With the pictures omitted, print exactly the lines below, from the one containing "Where can you see the tiled" through the one containing "column 391, row 376", and nothing else.
*** Opening Supplied records ***
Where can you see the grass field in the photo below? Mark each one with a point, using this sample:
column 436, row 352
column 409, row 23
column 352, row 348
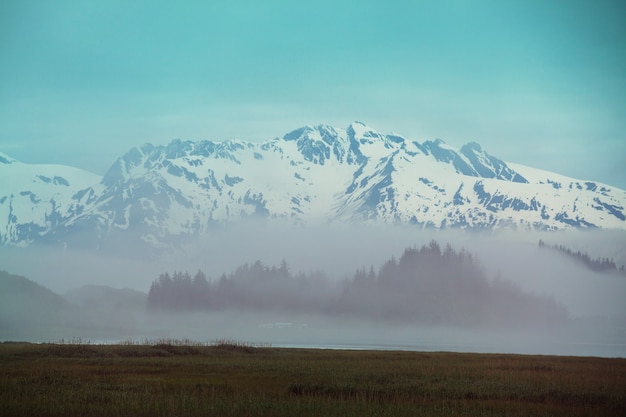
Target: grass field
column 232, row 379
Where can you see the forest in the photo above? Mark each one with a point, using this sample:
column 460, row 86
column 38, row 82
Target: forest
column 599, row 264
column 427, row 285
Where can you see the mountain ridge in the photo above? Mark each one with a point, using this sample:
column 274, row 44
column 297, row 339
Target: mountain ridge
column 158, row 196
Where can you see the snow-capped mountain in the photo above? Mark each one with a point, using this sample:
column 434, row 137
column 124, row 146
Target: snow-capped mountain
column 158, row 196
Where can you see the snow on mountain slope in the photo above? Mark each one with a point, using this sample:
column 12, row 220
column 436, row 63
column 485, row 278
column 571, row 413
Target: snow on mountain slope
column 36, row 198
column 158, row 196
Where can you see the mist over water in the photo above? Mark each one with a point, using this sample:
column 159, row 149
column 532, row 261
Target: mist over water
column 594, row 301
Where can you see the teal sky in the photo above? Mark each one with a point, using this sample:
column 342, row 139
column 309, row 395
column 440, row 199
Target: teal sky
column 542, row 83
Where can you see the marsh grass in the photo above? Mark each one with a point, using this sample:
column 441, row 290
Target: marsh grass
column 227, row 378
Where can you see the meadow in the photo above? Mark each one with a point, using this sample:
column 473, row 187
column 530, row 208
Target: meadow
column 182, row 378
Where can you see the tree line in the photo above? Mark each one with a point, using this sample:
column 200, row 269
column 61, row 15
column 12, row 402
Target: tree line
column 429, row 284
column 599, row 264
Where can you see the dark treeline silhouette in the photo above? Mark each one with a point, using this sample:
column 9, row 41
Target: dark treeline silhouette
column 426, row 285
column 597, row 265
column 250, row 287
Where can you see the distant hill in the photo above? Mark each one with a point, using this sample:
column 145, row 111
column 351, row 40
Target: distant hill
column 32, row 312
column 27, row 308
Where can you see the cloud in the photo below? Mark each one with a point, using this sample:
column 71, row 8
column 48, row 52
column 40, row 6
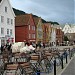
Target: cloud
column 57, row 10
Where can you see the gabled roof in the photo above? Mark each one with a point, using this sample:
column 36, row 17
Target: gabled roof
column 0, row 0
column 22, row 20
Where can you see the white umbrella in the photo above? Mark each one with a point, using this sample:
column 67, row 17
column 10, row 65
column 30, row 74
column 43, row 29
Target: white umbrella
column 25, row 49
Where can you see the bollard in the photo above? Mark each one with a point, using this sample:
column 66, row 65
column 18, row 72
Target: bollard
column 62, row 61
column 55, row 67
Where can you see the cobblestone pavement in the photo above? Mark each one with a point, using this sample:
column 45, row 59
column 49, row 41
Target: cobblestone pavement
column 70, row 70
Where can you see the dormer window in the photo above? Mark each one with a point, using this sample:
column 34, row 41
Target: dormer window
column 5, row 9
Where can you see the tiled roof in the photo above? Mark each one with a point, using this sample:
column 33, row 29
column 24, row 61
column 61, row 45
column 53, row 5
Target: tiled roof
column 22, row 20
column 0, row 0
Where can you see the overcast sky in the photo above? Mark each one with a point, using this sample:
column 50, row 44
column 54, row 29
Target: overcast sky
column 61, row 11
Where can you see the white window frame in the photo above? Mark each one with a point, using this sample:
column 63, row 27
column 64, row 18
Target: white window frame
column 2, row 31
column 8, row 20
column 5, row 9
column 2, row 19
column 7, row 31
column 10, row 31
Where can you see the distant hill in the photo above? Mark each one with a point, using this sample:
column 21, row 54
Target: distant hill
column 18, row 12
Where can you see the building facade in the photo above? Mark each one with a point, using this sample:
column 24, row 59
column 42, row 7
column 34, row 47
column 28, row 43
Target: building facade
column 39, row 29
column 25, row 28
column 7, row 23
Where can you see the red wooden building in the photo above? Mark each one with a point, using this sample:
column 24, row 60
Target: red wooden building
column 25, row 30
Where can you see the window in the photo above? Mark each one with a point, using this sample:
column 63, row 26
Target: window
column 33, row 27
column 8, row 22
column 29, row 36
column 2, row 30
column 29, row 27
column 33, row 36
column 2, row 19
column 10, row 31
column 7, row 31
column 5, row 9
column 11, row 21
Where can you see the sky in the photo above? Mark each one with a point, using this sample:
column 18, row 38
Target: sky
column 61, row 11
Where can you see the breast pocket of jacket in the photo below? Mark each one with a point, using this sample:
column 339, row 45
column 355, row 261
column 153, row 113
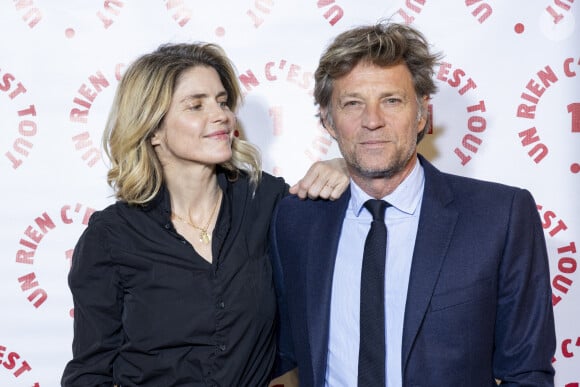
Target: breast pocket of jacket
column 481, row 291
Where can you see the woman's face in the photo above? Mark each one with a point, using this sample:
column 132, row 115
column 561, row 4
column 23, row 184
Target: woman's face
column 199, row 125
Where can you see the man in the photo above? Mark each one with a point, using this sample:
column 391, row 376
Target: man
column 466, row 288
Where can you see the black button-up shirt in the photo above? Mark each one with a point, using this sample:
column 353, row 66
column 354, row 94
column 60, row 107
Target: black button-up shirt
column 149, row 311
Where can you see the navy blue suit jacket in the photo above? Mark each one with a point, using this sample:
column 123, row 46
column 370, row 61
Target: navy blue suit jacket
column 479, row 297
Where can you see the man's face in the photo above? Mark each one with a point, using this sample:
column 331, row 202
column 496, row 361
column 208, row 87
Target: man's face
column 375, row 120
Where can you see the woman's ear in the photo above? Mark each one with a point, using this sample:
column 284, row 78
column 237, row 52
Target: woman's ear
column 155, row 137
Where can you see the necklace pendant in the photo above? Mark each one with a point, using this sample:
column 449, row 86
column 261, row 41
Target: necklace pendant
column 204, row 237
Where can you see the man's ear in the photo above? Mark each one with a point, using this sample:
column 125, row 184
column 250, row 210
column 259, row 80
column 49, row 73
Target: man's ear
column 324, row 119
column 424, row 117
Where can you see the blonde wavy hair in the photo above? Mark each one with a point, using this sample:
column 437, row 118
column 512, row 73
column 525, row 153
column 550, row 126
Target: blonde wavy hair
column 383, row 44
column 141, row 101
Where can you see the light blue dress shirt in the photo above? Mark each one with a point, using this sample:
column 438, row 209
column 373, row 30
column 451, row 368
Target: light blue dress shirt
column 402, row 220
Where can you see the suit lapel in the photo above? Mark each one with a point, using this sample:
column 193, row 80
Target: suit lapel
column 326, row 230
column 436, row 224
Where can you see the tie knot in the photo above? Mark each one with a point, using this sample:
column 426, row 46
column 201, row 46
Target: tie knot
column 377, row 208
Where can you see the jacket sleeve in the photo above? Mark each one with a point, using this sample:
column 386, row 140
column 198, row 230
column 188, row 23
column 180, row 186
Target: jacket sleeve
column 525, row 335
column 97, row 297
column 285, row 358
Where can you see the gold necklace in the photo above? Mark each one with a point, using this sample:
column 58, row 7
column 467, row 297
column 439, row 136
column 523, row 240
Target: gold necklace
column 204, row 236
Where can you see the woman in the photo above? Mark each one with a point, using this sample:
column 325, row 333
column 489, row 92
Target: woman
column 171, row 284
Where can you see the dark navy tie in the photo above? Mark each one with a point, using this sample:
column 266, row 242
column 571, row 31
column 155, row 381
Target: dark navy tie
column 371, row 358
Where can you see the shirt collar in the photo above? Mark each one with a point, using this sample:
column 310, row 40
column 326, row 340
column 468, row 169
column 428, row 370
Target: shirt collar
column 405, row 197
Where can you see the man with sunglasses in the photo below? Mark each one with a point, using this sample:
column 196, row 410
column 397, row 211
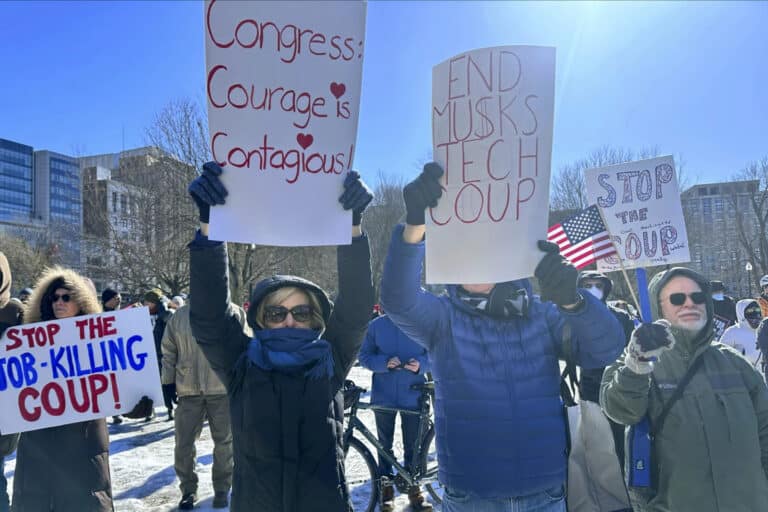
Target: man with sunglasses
*** Closing Supplied records ***
*** Opening Supplied records ***
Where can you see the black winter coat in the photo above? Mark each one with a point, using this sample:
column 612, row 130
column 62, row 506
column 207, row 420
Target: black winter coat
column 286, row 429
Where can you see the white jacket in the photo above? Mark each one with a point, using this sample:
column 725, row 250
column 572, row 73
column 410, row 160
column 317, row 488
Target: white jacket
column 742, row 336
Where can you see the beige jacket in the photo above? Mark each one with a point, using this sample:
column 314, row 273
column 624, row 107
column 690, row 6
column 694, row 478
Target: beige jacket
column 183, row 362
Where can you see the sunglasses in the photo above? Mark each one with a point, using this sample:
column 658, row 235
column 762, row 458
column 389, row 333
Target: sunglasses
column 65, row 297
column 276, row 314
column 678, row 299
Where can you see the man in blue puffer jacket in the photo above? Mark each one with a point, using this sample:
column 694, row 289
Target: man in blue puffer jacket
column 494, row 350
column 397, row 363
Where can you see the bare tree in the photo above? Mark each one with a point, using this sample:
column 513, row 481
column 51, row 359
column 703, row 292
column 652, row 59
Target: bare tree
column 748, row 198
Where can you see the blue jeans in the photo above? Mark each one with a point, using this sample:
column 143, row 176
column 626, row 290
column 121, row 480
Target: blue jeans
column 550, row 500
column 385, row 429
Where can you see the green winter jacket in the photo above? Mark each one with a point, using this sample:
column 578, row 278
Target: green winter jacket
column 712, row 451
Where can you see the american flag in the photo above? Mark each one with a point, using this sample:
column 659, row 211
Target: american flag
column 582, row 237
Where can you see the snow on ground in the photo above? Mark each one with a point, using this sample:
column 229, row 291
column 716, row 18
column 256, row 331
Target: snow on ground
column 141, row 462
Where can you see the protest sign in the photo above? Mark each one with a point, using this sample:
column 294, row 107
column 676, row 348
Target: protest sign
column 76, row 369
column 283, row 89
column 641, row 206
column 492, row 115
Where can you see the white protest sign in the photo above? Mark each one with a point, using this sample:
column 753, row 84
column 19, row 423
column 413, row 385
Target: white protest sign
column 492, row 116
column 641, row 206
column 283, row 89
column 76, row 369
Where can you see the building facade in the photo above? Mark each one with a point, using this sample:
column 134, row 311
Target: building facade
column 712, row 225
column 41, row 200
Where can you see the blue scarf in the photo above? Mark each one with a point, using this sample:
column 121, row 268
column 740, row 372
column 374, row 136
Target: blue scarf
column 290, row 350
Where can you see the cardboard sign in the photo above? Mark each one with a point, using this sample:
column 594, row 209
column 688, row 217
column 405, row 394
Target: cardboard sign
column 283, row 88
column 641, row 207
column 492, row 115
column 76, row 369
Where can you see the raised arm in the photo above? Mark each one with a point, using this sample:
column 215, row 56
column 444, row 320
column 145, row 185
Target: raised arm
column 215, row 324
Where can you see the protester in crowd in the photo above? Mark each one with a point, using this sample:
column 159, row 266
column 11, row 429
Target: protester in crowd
*** Closing Supplied records ***
*** Opening Supplied records ***
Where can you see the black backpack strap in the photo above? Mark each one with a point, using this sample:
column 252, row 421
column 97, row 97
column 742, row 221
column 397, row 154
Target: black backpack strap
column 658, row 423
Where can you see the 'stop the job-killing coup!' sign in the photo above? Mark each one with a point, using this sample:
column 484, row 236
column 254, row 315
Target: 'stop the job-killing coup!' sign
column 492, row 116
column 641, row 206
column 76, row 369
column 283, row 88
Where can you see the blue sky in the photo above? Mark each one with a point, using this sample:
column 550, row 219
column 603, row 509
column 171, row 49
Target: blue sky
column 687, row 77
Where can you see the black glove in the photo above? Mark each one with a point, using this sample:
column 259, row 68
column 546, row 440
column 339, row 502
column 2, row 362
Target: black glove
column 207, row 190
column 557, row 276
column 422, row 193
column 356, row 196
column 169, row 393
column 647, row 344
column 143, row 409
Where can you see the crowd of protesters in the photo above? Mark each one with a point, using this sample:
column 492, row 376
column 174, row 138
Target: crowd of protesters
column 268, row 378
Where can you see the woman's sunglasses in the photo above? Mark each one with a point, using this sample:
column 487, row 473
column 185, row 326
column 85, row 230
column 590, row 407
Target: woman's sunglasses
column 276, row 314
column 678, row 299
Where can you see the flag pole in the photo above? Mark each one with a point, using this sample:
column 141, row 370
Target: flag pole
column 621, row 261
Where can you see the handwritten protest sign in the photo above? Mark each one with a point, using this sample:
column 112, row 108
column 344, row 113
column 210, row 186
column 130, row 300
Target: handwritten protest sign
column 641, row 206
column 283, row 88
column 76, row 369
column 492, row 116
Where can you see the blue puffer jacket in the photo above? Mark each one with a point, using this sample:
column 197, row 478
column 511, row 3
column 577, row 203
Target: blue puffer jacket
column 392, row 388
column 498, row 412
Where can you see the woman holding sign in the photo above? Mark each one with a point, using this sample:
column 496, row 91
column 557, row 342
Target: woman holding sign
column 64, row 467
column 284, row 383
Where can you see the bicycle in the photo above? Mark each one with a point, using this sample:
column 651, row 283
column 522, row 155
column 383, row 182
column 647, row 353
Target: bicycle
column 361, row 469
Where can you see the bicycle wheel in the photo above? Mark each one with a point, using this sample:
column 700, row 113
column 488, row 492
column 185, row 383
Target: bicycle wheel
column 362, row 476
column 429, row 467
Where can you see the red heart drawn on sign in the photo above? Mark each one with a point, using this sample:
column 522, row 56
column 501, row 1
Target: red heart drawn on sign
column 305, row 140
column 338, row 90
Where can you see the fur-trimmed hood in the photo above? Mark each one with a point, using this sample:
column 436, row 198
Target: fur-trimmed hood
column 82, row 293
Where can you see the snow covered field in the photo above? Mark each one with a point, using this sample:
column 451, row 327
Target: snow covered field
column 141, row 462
*** Closing Supplied records ***
Response for this exercise -
Where can you see the tiled roof in the photo above? Mark each one with a point, using this sample:
column 33, row 29
column 24, row 61
column 61, row 45
column 53, row 5
Target: tiled roof
column 22, row 20
column 0, row 0
Where can you see the overcast sky in the photo above? Mark each one with a point, using this sample:
column 50, row 44
column 54, row 29
Target: overcast sky
column 61, row 11
Where can you see the white window frame in the photo above? Mark each one with a point, using this sample:
column 63, row 27
column 64, row 18
Target: white window frame
column 2, row 31
column 8, row 20
column 5, row 9
column 2, row 19
column 7, row 31
column 10, row 31
Where can you see the distant hill in the photo above? Mark each one with a point, using this sample:
column 21, row 54
Target: distant hill
column 18, row 12
Where can you see the building facade in the photo above? Mark each one with a point, using this sample:
column 24, row 59
column 42, row 7
column 34, row 47
column 28, row 43
Target: building facade
column 39, row 29
column 25, row 28
column 7, row 23
Where can you see the red wooden building in the photo above? Mark each one with a point, using this sample:
column 24, row 60
Target: red wooden building
column 25, row 30
Where can you see the window in the photo above? Mark each one with a point, using this sample:
column 63, row 26
Target: window
column 33, row 27
column 8, row 22
column 29, row 36
column 2, row 30
column 29, row 27
column 33, row 36
column 2, row 19
column 10, row 31
column 7, row 31
column 5, row 9
column 11, row 21
Where can you see the sky in the photo above? Mark each one with a point, using this sample:
column 18, row 38
Target: sky
column 61, row 11
Where can you see the breast pocket of jacket in the photo below? Mark each one with a point, using this sample:
column 339, row 45
column 355, row 261
column 153, row 113
Target: breast pocket of jacket
column 481, row 291
Where can you see the woman's face in the photo above? Mark each one with a point, using this sample:
column 132, row 115
column 561, row 4
column 23, row 184
Target: woman's face
column 199, row 125
Where can you see the man in the photo above? Mark each one with a point, using this sample:
column 391, row 376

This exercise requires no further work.